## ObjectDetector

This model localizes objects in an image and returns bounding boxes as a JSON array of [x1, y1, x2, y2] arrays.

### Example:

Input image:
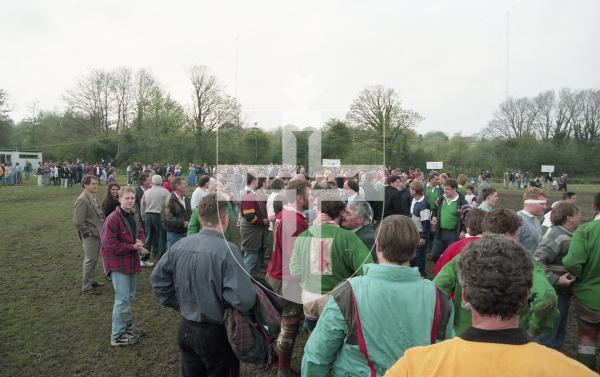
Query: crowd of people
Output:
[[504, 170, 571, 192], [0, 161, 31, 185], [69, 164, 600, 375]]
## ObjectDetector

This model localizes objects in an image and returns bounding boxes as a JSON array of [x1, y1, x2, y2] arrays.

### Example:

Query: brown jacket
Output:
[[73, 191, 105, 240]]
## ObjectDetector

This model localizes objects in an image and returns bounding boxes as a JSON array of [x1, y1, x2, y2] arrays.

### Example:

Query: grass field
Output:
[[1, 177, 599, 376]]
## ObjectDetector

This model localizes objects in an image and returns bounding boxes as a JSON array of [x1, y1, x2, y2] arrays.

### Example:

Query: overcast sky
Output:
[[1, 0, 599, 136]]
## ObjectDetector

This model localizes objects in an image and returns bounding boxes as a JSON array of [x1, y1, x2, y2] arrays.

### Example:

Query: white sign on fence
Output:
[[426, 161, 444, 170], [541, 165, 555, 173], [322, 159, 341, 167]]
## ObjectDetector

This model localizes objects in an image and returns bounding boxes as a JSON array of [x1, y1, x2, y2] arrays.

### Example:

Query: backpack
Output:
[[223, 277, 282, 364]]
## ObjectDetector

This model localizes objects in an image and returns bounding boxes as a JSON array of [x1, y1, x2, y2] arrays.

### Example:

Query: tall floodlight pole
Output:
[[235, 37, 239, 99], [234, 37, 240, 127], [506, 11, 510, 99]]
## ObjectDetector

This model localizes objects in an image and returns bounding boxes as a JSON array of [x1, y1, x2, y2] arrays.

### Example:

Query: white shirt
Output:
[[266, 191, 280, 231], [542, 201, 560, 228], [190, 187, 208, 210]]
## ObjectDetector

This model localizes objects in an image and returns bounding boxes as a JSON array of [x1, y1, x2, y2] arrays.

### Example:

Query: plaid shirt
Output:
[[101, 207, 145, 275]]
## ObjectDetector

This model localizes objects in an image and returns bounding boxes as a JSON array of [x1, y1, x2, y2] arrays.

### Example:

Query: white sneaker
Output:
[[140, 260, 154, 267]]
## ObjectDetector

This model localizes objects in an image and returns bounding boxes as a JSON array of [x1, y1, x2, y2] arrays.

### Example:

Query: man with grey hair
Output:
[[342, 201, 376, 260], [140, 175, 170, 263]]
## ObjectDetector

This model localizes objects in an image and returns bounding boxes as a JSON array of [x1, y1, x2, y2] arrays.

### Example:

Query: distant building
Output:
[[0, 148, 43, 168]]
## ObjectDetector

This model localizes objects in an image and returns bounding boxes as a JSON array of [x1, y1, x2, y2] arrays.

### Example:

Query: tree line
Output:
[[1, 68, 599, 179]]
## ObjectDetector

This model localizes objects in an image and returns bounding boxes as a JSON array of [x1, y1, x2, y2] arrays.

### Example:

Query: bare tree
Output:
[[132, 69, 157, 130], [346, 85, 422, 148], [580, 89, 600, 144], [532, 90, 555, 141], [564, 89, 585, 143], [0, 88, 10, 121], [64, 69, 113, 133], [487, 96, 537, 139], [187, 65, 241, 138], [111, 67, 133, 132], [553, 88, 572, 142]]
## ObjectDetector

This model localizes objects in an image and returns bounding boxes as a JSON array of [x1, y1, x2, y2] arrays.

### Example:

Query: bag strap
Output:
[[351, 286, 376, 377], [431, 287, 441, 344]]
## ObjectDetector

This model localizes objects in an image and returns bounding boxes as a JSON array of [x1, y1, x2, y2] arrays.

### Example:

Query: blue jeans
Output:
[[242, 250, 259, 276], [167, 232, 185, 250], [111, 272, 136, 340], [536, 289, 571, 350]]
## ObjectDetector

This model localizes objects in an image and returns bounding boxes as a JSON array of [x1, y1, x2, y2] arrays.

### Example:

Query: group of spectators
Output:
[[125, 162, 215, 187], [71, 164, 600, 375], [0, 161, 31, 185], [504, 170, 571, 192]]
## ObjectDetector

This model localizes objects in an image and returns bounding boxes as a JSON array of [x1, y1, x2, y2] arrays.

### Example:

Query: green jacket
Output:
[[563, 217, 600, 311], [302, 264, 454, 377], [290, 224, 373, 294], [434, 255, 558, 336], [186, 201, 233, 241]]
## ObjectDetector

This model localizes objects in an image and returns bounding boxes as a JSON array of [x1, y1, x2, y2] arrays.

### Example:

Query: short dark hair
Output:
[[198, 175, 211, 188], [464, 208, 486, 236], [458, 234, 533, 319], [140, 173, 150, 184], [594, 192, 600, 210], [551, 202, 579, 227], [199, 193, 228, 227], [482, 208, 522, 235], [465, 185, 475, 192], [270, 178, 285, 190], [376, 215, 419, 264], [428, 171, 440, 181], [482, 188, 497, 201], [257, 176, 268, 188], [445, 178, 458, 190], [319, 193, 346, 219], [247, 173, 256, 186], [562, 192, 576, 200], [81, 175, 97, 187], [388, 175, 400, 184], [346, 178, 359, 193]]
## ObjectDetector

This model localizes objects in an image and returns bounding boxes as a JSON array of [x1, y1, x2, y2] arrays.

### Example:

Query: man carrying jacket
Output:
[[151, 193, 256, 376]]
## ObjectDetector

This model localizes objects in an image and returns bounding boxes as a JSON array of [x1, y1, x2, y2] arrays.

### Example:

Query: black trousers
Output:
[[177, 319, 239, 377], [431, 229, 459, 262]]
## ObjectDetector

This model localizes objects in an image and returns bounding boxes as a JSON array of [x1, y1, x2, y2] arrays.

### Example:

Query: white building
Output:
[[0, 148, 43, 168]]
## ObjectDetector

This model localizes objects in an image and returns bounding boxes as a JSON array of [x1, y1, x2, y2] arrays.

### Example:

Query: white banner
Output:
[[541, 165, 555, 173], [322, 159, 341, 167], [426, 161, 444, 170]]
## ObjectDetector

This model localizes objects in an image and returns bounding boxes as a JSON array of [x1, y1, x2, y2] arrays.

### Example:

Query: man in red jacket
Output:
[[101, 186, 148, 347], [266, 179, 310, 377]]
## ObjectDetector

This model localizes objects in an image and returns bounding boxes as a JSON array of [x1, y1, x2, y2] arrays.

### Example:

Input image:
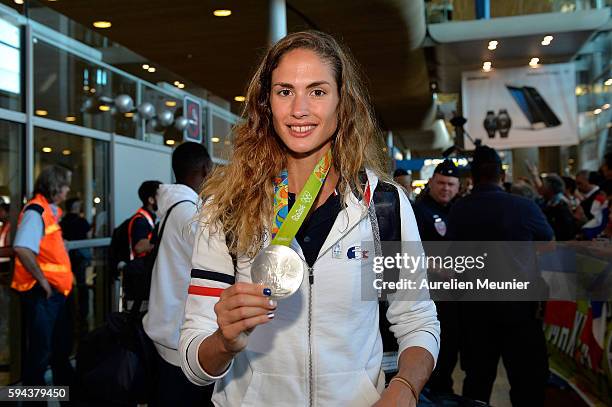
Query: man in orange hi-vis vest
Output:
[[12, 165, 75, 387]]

### What you will do
Once the pictures are set aside, please reproduce the remaining material word for word.

### Answer space
## ObjectDetector

This model localizes objects in an image and returns bounding boxes as a JSON array of [x1, y1, x2, y2] arrays.

### Example:

Input image:
Query: crowd of people
Output:
[[504, 170, 571, 192], [0, 161, 31, 185], [69, 164, 600, 375]]
## ObjectDetector

This model localizes objects in an image and returns bounding boxes as a JSON array of [x1, y1, x2, y2] arrays.

### Example:

Query: brown jacket
Output:
[[73, 191, 105, 240]]
## ObjectDetector

This model localizes objects in an image and returns bounding boxes as a JSON array of [x1, y1, x2, y2] arrays.

### Example:

Query: grass field
Output:
[[1, 177, 599, 376]]
## ObjectDetector

This model localizes objects in an image and returns bounding boxes as a JSON array of [x1, y1, x2, y2] arrays.

### Example:

Query: overcast sky
Output:
[[1, 0, 599, 136]]
## ObjectDetector

This model localizes objects in an image and returns bounding boxes as a JSON array of [x1, y1, x2, y2] arrays.

### Example:

Query: white sign on fence
Output:
[[426, 161, 444, 170], [541, 165, 555, 173], [322, 159, 341, 167]]
## ObjectDetector

This model localizes objects in an image and returns bounding boxes as a JSON array of [x1, y1, x2, y2] arrays.

### Example:

Query: backpack
Output:
[[223, 277, 282, 364]]
## ObjectDetector

This model localizes objects in an image and returns bounding boxes as a JSON array of [x1, y1, x2, y2] arrays.

### Example:

Query: tall floodlight pole
Output:
[[235, 37, 239, 99], [234, 37, 240, 127], [506, 11, 510, 99]]
## ObjectDetector

This model localizes objects in an image and returns bounding boxes as a JSON array of [x1, y1, x2, y2] arrays.

### Example:

Query: white shirt
Output:
[[266, 191, 280, 231], [542, 201, 560, 228], [190, 187, 208, 210]]
## ObjectDetector

This model localizes objects in an image and returns bounding boxes as a JSON array of [x1, y1, x2, y2] arrays.

### Example:

Query: plaid shirt
Output:
[[101, 207, 145, 275]]
## ObjectDetector

This model localizes objects in an image and returns bounding boxes as a JSON array of [x1, y1, x2, y2] arrays.

### Example:

Query: white sneaker
Output:
[[140, 260, 154, 267]]
## ObjectDetector

This model localizes objects in an image and returns bounding boxes as a JSON array of [x1, y1, x2, y2] arrays.

### Example:

Query: man with grey hair
Output:
[[342, 201, 376, 260], [140, 175, 170, 263]]
## ObjectDetector

This model localizes objects in an image and returns bounding boxes as a JSON array of [x1, y1, x2, y2] arrays.

### Example:

Query: distant building
Output:
[[0, 148, 43, 168]]
## ObjectDetector

This model localizes objects in an image and returns bounding boxes as a JSON array of [x1, y1, x2, y2] arrays.

### Example:

Query: tree line
Output:
[[1, 68, 599, 179]]
## ObjectDetector

This model localizes objects in an image and returns bounding boxes as a JSON array of [x1, y1, x2, y2] arrays.

### Example:

Query: bare tree
Output:
[[132, 69, 157, 130], [346, 85, 422, 148], [580, 89, 600, 144], [532, 90, 555, 141], [564, 89, 585, 143], [0, 88, 10, 121], [64, 69, 113, 133], [487, 96, 537, 139], [187, 65, 241, 138], [111, 67, 133, 132], [553, 88, 572, 142]]
## ObjectDetector

This model localizes objects in an image and returns bounding boxes as a JSON array of [x1, y1, x2, y2] arrays.

### Example:

Query: bag strap
Output:
[[351, 286, 376, 377], [431, 287, 441, 344]]
## ObjectDetector

This model localizes objects in an image and returns bounding boxes as a JSON array of [x1, y1, x2, y2] arrays.

### Example:

Query: blue jeans
Output:
[[242, 250, 259, 276], [167, 232, 185, 250], [111, 272, 136, 340], [536, 289, 571, 350]]
## ObjectDetector

This model localizes objects in an image and returns bounding boxes as a JSON array of [x1, y1, x2, y2] arrays.

### Example:

Query: group of spectators
Output:
[[125, 162, 215, 187], [71, 164, 600, 375], [0, 161, 31, 185], [504, 170, 571, 192]]
## ObjectDetector

This model localizes objects in an image and returns bounding boxes as a JSON array of [x1, y1, x2, y2] arrays.

### Example:

Query: green jacket
Output:
[[563, 217, 600, 311], [302, 264, 454, 377], [290, 224, 373, 294], [434, 255, 558, 336], [186, 201, 233, 241]]
## ObjectDetector

This model localizes objects in an image and returns bounding boxes as a JSON array of [x1, y1, x2, y2] arrays.

### Example:

Query: short dark hair
Output:
[[198, 175, 211, 188], [464, 208, 486, 236], [458, 234, 533, 319], [140, 173, 150, 184], [594, 192, 600, 210], [551, 202, 579, 227], [199, 193, 228, 227], [482, 208, 522, 235], [465, 185, 475, 192], [270, 178, 285, 190], [376, 215, 419, 264], [428, 171, 440, 181], [482, 188, 497, 201], [257, 176, 268, 188], [445, 178, 458, 190], [319, 193, 346, 219], [247, 173, 256, 186], [562, 192, 576, 200], [81, 175, 97, 187], [388, 175, 400, 184], [346, 178, 359, 193]]
## ObjectDetector

This model localizes objects in an image and returns bounding boxes as a JSON array of [x1, y1, x2, y2] arrays.

### Example:

Query: man carrying jacket
Output:
[[151, 193, 256, 376]]
## ObjectDetector

This model localizes objects in an image and returns bounding boxes as a JSON array of [x1, y1, x2, y2] arrays.

### Example:

Query: black trousers
Output:
[[177, 319, 239, 377], [431, 229, 459, 262]]
## ObjectDetector

This model localizes objects in an image and returns bounding boxes as a JSON array of [x1, y1, x2, y2] arrays.

### Example:

Query: white building
Output:
[[0, 148, 43, 168]]
## ObjectDetector

This model localizes objects in an image and returns bounding boxes as a JSON array of [x1, y1, x2, y2] arrays.

### Example:

Query: white banner
Output:
[[541, 165, 555, 173], [322, 159, 341, 167], [426, 161, 444, 170]]
## ObjectDetector

This model localizes objects in an image and returns bounding boxes as a JSON array of [x1, y1, x2, y2] arrays.

### Example:

Query: man in red jacket
Output:
[[101, 186, 148, 347], [266, 179, 310, 377]]
## ObjectDetector

This model localizes objects in an image and returns bounding boxes as a JSON array of [x1, y1, x2, y2] arrays.

### Example:

Input image:
Query: man in orange hi-vis vest
Output:
[[12, 165, 75, 387]]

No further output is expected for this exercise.